**Text section**

========================================================================

Unable to replicate IV 2SLS and GMM results from published paper, with supplied do-file and .dta files

Ryan Patel

Join Date: Apr 2016

Posts: 11
#1

Unable to replicate IV 2SLS and GMM results from published paper, with supplied do-file and .dta files

05 Apr 2016, 19:34

Dear all,

This is my first post on Statalist, so please excuse any errors.

The paper in question is http://onlinelibrary.wiley.com/doi/1...ssa.12048/full. It is open access so I've attached the main article and online appendix for convenience as PDFs. The users also make available their .dta files and do-file in a .txt document, which is downloadable from http://onlinelibrary.wiley.com/journ...Marcellino.zip - I've attached them unzipped version for convenience.

========================================================================

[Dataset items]
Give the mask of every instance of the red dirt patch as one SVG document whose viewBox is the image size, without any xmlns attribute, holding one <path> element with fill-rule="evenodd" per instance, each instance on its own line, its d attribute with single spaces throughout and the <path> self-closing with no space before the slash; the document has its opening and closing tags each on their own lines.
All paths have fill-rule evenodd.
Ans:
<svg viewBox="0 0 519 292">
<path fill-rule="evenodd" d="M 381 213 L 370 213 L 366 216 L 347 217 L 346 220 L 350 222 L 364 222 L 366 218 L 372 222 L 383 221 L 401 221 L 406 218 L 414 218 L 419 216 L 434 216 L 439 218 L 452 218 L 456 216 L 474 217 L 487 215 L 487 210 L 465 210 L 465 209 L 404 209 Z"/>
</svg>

========================================================================

**Directions for this task**
Proceed with the forum post about replicating the IV 2SLS and GMM results, writing on from its last sentence.

**Result for this exercise**
The authors used Stata 11 with the latest versions (at the time) of -xtivreg2-, -ivreg2-, -ranktest-, -bacon-. I'm running Stata 13 and have installed the latest versions of those programs.

What I've done so far is download the files, and run the relevant section of the _do.txt file for "TABLES 2, 3 and 4". In Table 2 of the main article (page 113 .pdf), I've been able to replicate columns (1) (3) and (5) but am unable to locate the numbers for the IV-2SLS baseline model in columns (2) (4) and (6). I would like some assistance to see if I'm missing something or if something has changed in the -xtivreg2- or -ivreg2- commands. In the attached "5 April 2016.txt" log file column (1) of Table 2 refers to line 221, column (3) refers to line 764 and column (5) refers to line 1493 (these are all Model 3.1 - where .1 refers to the basic OLS-FE model (line 138 of the _do.txt file ... "* OLS-FE model for comparison (TABLE 2)"). Columns (2) (4) and (6) are from my understanding the baseline Model 3.2 (line 142 of the _do.txt file).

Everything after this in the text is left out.